---------- Supplied material ----------
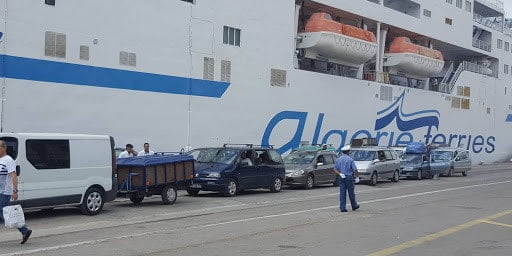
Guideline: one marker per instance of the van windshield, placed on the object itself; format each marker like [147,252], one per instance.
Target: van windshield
[299,158]
[214,155]
[362,155]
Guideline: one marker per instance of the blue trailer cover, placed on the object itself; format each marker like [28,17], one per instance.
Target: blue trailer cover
[153,160]
[416,148]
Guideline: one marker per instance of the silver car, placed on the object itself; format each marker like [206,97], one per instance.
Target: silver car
[455,160]
[375,163]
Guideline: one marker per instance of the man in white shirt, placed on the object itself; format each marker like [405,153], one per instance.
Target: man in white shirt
[129,152]
[146,151]
[9,186]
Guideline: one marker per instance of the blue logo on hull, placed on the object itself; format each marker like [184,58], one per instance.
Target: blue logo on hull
[406,122]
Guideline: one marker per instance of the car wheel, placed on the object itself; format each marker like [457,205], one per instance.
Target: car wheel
[169,195]
[419,175]
[336,182]
[450,172]
[310,182]
[231,188]
[374,179]
[396,176]
[193,192]
[276,185]
[136,199]
[93,202]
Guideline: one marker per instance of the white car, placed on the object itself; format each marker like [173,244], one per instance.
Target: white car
[375,163]
[63,170]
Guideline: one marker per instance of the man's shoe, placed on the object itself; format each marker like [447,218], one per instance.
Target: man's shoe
[26,236]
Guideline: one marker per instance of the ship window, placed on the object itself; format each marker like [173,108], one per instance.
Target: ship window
[468,6]
[225,73]
[458,3]
[84,52]
[208,68]
[127,59]
[55,44]
[231,36]
[278,77]
[427,13]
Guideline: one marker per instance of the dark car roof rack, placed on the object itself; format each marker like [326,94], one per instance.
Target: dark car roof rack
[249,145]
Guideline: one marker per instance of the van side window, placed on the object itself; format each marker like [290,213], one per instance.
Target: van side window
[48,154]
[11,145]
[275,157]
[329,159]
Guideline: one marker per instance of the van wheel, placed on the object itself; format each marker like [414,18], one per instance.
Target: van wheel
[276,185]
[396,176]
[310,182]
[192,192]
[136,199]
[231,188]
[169,195]
[419,175]
[450,172]
[374,178]
[93,202]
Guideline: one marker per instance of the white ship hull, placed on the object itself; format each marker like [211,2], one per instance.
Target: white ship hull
[166,101]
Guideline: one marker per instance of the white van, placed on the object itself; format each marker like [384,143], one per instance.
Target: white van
[63,170]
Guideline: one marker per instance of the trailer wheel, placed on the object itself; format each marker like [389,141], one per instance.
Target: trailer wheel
[136,199]
[169,195]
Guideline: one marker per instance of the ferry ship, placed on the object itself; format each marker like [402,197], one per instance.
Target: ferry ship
[191,73]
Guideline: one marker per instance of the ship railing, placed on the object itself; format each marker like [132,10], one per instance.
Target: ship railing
[381,77]
[490,22]
[482,45]
[495,4]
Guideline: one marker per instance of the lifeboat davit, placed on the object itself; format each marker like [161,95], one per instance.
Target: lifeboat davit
[328,40]
[413,60]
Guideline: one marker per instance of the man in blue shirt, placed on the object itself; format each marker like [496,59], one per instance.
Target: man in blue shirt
[346,168]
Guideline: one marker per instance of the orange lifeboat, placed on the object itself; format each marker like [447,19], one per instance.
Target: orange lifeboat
[335,42]
[412,59]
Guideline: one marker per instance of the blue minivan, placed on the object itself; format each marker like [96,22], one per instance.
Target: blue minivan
[230,169]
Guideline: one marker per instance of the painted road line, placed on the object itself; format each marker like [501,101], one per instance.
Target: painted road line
[496,223]
[413,243]
[98,241]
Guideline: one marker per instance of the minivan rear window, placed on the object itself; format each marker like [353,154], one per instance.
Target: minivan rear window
[48,154]
[11,145]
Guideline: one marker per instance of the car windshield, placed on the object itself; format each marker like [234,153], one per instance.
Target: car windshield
[441,156]
[411,158]
[299,158]
[215,155]
[362,155]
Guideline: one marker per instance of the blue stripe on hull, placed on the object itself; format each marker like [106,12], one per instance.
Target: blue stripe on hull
[67,73]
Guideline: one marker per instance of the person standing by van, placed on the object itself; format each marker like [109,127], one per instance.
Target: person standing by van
[129,152]
[146,151]
[9,186]
[346,168]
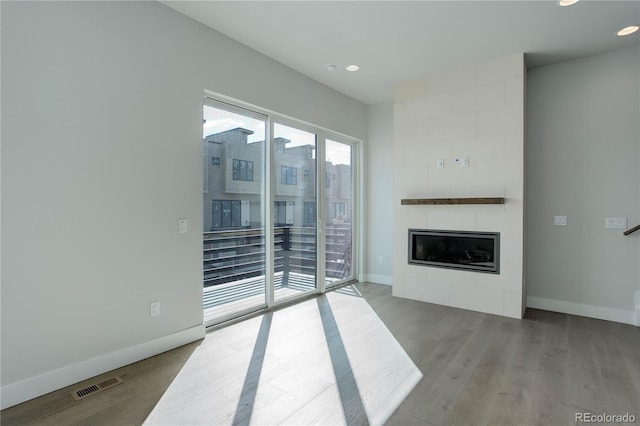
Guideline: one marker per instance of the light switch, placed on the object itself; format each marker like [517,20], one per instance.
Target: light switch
[182,226]
[560,221]
[615,223]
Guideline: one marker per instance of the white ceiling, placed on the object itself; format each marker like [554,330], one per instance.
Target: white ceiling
[395,41]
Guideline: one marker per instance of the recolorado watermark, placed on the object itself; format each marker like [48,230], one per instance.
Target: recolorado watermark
[605,418]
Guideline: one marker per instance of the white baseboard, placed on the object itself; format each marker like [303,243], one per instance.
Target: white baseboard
[30,388]
[378,279]
[591,311]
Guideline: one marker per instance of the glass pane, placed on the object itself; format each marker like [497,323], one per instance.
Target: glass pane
[339,213]
[294,235]
[233,240]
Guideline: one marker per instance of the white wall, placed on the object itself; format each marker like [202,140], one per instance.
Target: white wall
[101,155]
[379,194]
[475,111]
[583,162]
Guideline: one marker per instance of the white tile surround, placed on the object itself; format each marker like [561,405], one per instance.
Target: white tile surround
[475,111]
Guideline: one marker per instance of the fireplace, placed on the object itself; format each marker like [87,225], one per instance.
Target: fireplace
[471,251]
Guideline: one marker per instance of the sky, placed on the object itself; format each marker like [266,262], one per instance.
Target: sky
[218,120]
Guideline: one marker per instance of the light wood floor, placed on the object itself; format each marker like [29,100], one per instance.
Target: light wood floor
[475,369]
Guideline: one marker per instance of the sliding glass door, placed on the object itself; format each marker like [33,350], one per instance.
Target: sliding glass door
[233,195]
[279,210]
[339,210]
[294,211]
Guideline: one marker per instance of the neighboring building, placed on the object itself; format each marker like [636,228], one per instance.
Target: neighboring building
[233,183]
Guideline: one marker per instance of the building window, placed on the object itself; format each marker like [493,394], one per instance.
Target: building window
[309,214]
[283,213]
[288,175]
[243,170]
[227,214]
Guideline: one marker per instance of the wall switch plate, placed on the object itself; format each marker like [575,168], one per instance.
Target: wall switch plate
[615,223]
[183,226]
[560,221]
[154,309]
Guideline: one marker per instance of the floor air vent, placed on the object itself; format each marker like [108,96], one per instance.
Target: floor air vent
[96,387]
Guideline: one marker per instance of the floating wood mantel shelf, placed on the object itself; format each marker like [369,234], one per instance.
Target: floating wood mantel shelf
[436,201]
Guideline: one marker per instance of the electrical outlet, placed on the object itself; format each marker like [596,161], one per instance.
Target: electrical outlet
[615,223]
[183,226]
[560,221]
[154,308]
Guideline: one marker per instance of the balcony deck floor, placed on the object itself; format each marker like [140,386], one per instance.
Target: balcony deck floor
[223,300]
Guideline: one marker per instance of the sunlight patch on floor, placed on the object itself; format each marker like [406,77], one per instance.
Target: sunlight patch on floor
[328,360]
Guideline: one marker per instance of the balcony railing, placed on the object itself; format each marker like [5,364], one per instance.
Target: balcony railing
[239,254]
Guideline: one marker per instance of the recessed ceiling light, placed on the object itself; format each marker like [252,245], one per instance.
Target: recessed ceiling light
[628,30]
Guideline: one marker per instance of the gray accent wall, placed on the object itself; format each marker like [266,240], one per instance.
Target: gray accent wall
[583,162]
[101,155]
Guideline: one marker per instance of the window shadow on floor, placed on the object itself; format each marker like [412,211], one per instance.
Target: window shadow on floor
[350,398]
[252,378]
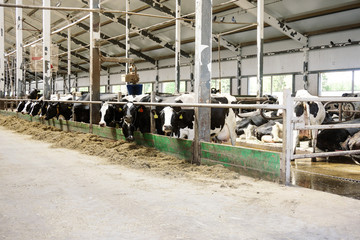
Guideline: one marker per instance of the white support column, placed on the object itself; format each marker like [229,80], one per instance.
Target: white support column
[306,66]
[94,62]
[192,74]
[46,49]
[19,83]
[203,48]
[260,44]
[287,138]
[127,33]
[69,59]
[177,46]
[2,49]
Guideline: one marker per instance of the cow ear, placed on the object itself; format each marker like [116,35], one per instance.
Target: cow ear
[177,109]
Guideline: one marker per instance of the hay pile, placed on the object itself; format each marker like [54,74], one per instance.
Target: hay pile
[117,152]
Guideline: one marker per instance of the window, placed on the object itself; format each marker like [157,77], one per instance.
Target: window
[357,81]
[119,88]
[83,89]
[273,85]
[147,88]
[336,83]
[169,87]
[225,84]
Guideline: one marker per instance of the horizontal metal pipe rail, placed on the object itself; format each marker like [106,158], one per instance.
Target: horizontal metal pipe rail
[242,106]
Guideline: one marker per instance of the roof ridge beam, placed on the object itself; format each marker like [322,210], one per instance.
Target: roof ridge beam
[218,39]
[272,21]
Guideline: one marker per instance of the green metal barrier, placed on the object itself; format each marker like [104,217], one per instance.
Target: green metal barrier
[251,162]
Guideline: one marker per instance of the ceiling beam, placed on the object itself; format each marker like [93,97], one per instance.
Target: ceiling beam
[147,34]
[272,21]
[115,42]
[218,39]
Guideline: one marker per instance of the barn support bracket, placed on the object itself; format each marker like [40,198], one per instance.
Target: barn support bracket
[218,39]
[277,24]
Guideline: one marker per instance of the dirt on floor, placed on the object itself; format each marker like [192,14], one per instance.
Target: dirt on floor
[117,152]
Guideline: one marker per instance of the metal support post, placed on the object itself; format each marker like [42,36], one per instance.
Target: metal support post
[156,77]
[76,82]
[46,49]
[94,63]
[238,72]
[306,65]
[260,45]
[152,118]
[108,90]
[177,45]
[20,85]
[203,47]
[69,59]
[127,32]
[287,138]
[2,48]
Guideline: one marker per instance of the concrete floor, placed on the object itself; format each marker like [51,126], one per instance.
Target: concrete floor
[49,193]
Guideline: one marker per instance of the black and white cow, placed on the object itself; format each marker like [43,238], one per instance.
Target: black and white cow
[179,122]
[135,117]
[82,111]
[20,106]
[36,107]
[331,139]
[110,115]
[309,113]
[59,110]
[43,109]
[27,107]
[34,94]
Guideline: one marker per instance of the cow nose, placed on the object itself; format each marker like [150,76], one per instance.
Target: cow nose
[130,138]
[167,128]
[128,119]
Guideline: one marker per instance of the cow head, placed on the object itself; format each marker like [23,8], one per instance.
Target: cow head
[106,114]
[36,108]
[130,111]
[27,107]
[20,106]
[171,119]
[43,109]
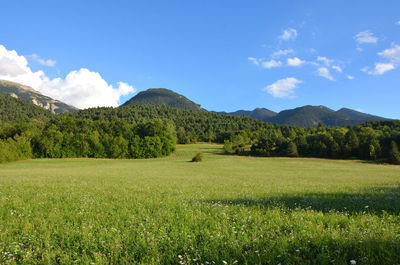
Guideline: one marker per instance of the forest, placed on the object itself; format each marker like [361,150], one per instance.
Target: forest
[66,137]
[144,131]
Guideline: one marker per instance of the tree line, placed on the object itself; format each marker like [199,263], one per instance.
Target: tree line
[142,131]
[63,137]
[377,141]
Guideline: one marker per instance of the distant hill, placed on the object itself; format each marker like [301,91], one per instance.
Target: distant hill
[258,113]
[27,93]
[356,115]
[310,116]
[14,109]
[164,97]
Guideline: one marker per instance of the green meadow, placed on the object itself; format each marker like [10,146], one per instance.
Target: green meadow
[223,210]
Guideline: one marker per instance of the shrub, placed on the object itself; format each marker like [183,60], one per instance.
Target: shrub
[198,157]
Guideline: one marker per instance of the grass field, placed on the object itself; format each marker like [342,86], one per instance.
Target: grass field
[224,210]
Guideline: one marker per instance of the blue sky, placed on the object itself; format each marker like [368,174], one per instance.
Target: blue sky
[224,55]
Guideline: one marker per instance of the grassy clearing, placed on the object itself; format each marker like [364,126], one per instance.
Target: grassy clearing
[225,210]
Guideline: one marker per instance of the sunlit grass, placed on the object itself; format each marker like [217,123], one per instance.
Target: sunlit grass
[226,209]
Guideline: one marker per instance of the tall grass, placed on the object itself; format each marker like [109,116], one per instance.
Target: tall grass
[225,210]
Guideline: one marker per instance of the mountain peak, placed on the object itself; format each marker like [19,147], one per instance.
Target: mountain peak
[162,96]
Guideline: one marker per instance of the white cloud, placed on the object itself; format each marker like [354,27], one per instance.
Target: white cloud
[82,88]
[282,52]
[337,68]
[324,72]
[381,68]
[393,53]
[271,64]
[295,61]
[283,88]
[254,60]
[325,60]
[288,34]
[365,37]
[37,58]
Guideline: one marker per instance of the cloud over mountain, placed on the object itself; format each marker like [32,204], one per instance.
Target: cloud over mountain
[82,88]
[283,87]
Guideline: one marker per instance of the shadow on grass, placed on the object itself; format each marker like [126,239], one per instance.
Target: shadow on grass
[375,201]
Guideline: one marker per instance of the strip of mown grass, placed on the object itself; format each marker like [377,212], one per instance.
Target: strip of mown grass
[224,210]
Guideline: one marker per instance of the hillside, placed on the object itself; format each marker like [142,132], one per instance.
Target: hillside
[13,109]
[27,93]
[162,96]
[310,116]
[356,115]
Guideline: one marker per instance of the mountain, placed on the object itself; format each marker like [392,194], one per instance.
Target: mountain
[15,109]
[310,116]
[162,96]
[27,93]
[356,115]
[258,113]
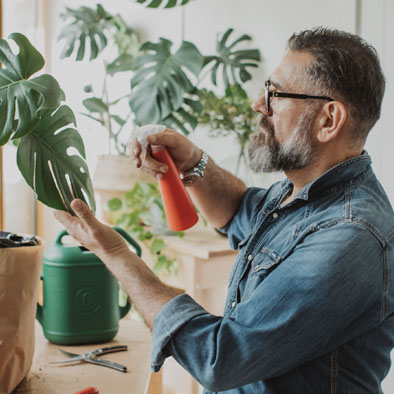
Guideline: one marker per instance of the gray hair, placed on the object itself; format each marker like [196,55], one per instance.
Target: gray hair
[346,68]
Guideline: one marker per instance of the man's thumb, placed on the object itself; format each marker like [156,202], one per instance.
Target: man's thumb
[82,211]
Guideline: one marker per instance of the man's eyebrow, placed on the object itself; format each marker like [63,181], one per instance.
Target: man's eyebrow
[276,84]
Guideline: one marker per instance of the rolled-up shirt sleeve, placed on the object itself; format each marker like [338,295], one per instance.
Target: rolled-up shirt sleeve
[301,311]
[172,316]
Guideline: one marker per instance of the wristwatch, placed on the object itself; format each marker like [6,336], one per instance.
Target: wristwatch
[190,177]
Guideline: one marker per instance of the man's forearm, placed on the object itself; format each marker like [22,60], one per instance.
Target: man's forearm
[218,195]
[145,289]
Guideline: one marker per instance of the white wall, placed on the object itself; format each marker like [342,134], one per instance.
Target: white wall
[270,23]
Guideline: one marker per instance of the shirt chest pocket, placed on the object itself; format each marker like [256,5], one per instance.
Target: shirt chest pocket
[265,261]
[262,264]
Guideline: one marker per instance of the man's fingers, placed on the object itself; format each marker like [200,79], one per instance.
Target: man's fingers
[83,212]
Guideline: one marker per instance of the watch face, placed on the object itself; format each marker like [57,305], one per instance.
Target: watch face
[191,179]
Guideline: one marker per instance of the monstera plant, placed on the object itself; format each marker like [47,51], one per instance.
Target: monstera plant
[164,82]
[32,113]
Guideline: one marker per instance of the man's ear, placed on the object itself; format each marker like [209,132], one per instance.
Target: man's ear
[331,120]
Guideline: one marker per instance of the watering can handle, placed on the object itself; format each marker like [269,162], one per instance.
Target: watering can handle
[122,232]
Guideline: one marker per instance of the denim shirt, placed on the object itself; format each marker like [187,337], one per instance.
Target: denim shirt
[311,295]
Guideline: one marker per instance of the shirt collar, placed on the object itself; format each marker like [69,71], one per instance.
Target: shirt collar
[334,179]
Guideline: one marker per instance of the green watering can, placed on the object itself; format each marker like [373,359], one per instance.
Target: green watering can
[81,297]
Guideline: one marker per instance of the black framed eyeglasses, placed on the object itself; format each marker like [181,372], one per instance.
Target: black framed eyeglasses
[268,94]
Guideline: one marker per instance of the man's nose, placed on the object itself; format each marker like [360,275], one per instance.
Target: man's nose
[259,106]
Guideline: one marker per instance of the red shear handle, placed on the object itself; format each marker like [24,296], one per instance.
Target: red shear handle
[88,390]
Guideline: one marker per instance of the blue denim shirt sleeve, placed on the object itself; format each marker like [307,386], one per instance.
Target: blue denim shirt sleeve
[240,225]
[288,318]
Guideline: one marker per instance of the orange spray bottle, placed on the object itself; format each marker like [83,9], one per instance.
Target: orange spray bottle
[179,209]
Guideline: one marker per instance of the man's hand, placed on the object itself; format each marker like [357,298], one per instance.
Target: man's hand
[99,238]
[184,153]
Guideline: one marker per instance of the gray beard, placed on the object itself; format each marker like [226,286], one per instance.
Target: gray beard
[266,154]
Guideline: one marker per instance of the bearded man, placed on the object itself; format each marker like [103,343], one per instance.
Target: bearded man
[311,295]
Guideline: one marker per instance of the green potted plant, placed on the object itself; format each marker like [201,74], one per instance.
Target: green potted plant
[34,116]
[165,88]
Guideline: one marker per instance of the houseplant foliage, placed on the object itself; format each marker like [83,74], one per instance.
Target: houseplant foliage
[92,33]
[140,211]
[164,82]
[31,111]
[228,115]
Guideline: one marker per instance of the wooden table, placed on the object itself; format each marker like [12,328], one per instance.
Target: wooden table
[46,378]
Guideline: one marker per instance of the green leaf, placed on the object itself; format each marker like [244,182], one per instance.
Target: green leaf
[22,100]
[120,64]
[162,3]
[55,175]
[86,24]
[157,246]
[118,120]
[160,82]
[95,105]
[233,64]
[114,204]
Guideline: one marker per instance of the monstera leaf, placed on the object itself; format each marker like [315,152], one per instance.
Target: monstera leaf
[160,83]
[22,100]
[162,3]
[183,118]
[55,174]
[87,24]
[234,64]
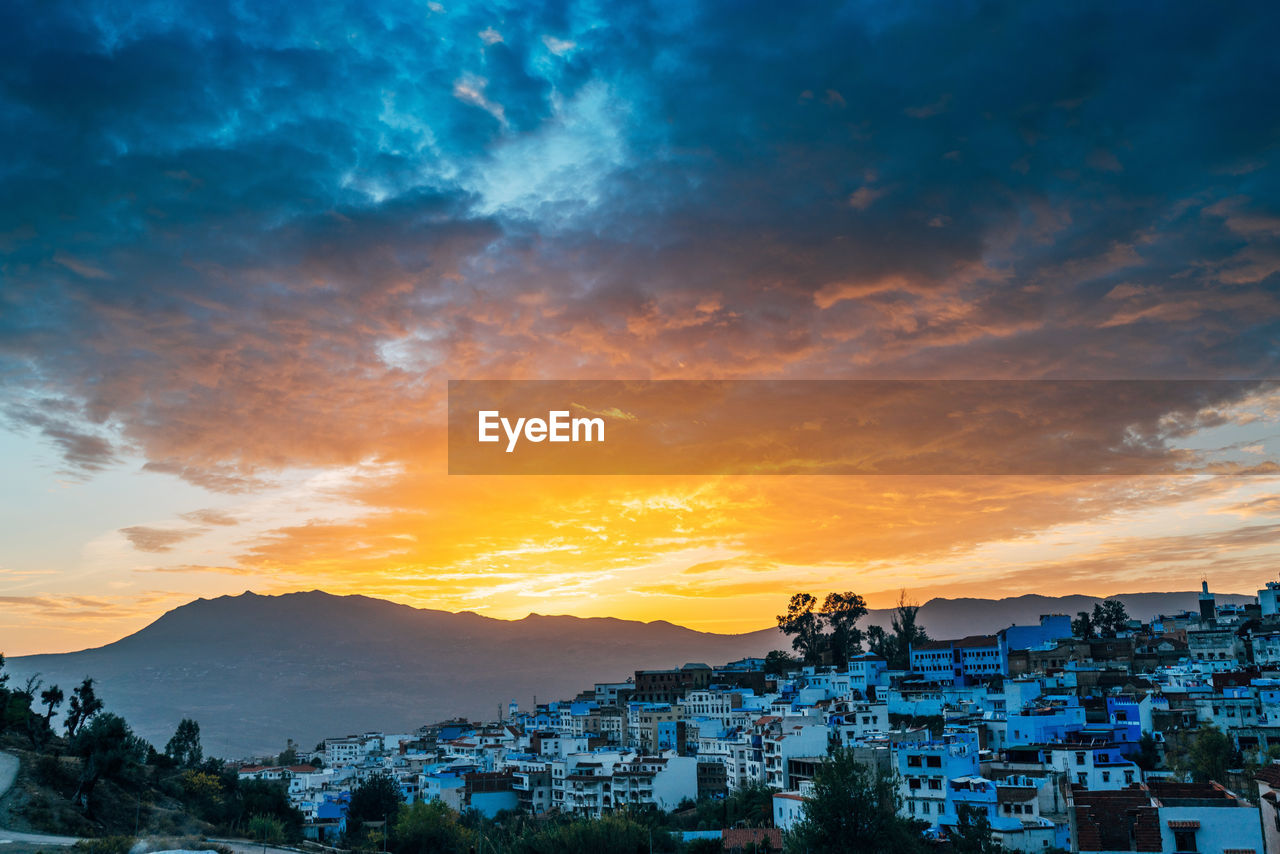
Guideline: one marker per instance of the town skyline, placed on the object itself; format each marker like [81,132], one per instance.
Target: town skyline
[243,255]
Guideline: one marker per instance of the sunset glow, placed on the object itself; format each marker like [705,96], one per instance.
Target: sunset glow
[243,255]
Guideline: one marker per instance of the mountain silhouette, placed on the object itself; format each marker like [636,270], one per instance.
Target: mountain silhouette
[257,670]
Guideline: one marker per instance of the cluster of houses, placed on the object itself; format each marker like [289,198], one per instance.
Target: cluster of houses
[1040,731]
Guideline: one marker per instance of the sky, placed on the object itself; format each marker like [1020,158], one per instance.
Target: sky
[243,250]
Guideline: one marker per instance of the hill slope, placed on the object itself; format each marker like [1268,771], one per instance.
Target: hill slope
[257,670]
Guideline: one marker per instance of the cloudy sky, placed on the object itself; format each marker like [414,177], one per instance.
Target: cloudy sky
[245,250]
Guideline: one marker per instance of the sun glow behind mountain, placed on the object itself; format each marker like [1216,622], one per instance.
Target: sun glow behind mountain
[243,255]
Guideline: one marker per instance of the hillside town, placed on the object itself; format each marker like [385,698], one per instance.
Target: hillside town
[1064,735]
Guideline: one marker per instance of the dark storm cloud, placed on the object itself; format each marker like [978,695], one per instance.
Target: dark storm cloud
[255,240]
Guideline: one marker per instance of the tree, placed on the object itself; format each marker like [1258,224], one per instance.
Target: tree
[184,748]
[429,827]
[842,611]
[266,829]
[378,798]
[108,749]
[83,706]
[1148,753]
[1083,626]
[1110,617]
[805,625]
[1210,756]
[288,756]
[266,798]
[853,809]
[778,662]
[50,698]
[972,834]
[896,648]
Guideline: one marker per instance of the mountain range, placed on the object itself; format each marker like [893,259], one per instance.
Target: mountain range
[257,670]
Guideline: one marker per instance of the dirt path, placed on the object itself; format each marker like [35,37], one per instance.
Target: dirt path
[8,775]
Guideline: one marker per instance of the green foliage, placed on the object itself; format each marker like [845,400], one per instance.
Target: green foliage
[1148,753]
[615,834]
[105,845]
[853,809]
[778,662]
[1208,757]
[288,756]
[426,829]
[108,750]
[703,846]
[375,799]
[842,611]
[204,794]
[266,798]
[1110,617]
[51,698]
[266,829]
[831,630]
[750,805]
[85,704]
[895,647]
[183,748]
[972,834]
[805,626]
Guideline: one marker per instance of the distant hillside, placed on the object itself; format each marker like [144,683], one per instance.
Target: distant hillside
[257,670]
[960,617]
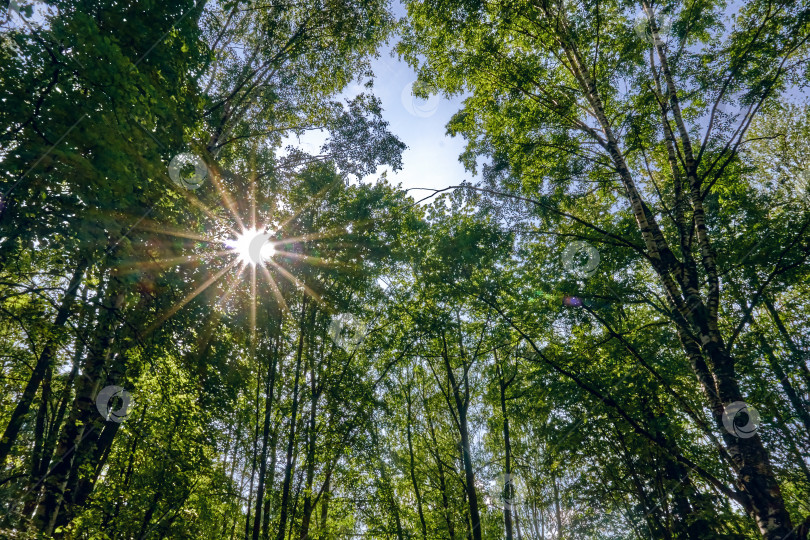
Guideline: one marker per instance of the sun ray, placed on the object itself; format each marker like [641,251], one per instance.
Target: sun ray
[283,271]
[318,261]
[155,228]
[230,287]
[253,309]
[276,291]
[195,201]
[138,266]
[191,296]
[330,233]
[318,196]
[216,179]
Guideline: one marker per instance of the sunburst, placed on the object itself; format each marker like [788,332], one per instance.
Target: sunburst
----------
## Aim of the task
Copy out each line of the data above, exactly, if it lies between the line holding "Guideline: one marker per instance of the white cloud, placed" and the line holding "Guideline: one marker per instance of the shadow", inclusive; copy no other line.

## Response to the task
Guideline: one marker per instance of the white cloud, placed on the object itself; format each marker like [354,27], one per instance.
Target: white cloud
[82,88]
[282,52]
[337,68]
[324,72]
[381,68]
[393,53]
[271,64]
[295,61]
[283,88]
[254,60]
[325,60]
[288,34]
[365,37]
[37,58]
Guideline: one marker per instance of the cloud over mountain, placed on the object itself; format each marker like [32,204], one per instance.
Target: cloud over mountain
[82,88]
[283,87]
Guideline: one marker per instance of the shadow on grass, placed on the object itself; format each marker like [126,239], one per instance.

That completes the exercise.